Exercise description >> Show each line from the records below that contains the word "painted", copied in full. Case counts.

-- START OF Exercise data --

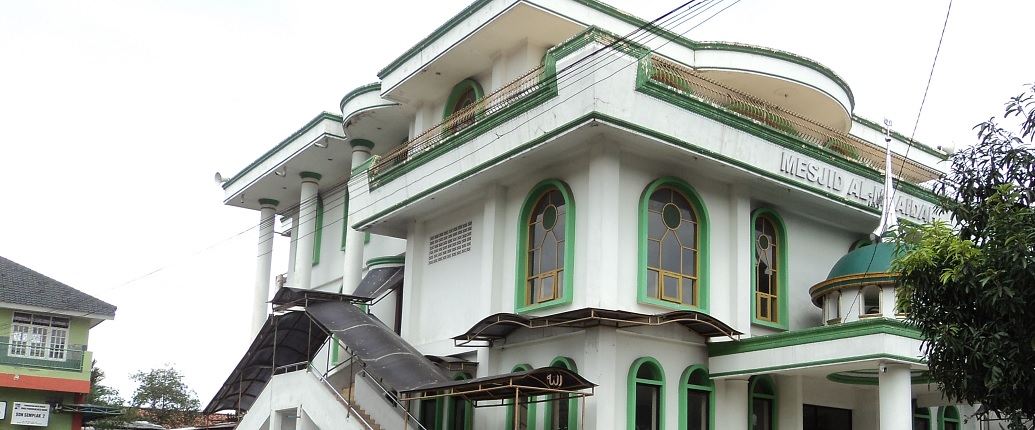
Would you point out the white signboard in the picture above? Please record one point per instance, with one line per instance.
(30, 413)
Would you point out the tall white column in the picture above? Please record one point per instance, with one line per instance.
(353, 238)
(305, 236)
(732, 410)
(264, 263)
(894, 390)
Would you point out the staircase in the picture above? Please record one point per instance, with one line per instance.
(347, 394)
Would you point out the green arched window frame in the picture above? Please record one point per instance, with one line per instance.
(773, 315)
(523, 301)
(697, 203)
(762, 389)
(467, 92)
(646, 372)
(921, 419)
(459, 405)
(696, 380)
(530, 405)
(318, 233)
(553, 408)
(948, 418)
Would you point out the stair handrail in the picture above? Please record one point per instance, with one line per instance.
(323, 378)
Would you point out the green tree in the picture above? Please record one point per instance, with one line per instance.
(105, 396)
(165, 399)
(969, 285)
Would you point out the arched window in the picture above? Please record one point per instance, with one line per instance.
(459, 110)
(646, 395)
(563, 410)
(762, 405)
(673, 244)
(921, 418)
(461, 410)
(546, 234)
(526, 408)
(769, 269)
(831, 308)
(697, 392)
(948, 418)
(870, 301)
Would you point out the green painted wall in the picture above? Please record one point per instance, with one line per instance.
(60, 421)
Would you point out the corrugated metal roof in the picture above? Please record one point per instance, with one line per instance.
(21, 285)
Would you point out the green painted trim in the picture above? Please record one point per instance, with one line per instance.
(820, 363)
(318, 233)
(639, 23)
(630, 392)
(725, 116)
(922, 413)
(566, 363)
(815, 335)
(685, 385)
(948, 414)
(567, 278)
(308, 125)
(704, 244)
(391, 259)
(904, 138)
(362, 143)
(596, 116)
(753, 382)
(546, 89)
(364, 167)
(510, 406)
(376, 86)
(782, 320)
(851, 281)
(459, 90)
(439, 32)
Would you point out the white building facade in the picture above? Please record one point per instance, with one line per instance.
(541, 184)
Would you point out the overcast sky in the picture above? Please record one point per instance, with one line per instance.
(114, 116)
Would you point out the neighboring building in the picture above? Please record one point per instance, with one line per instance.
(716, 274)
(45, 365)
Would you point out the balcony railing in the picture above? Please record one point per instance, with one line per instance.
(38, 356)
(689, 83)
(484, 109)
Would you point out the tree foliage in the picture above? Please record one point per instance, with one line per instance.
(105, 396)
(165, 399)
(969, 285)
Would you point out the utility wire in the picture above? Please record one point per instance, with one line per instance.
(645, 31)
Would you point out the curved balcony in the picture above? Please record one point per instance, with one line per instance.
(859, 286)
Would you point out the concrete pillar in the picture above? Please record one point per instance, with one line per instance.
(895, 392)
(731, 407)
(353, 238)
(790, 401)
(264, 262)
(305, 236)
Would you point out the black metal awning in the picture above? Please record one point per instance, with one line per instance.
(542, 381)
(385, 354)
(90, 411)
(283, 340)
(498, 326)
(379, 281)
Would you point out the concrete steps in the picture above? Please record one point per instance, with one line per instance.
(347, 394)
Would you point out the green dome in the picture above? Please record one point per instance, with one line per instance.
(869, 259)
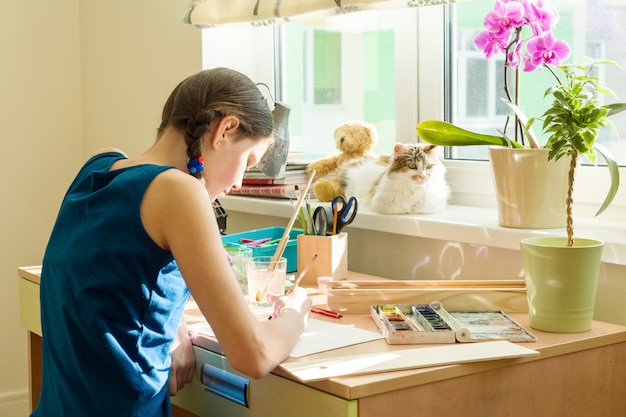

-- END OF Exercise data --

Exercise solution >>
Would you point out the green painted wall in the picture above? Please record one point per instance, with one line per instance.
Would you point out the green painted trim in the picture above? Please record one point per instance, with one line per instance.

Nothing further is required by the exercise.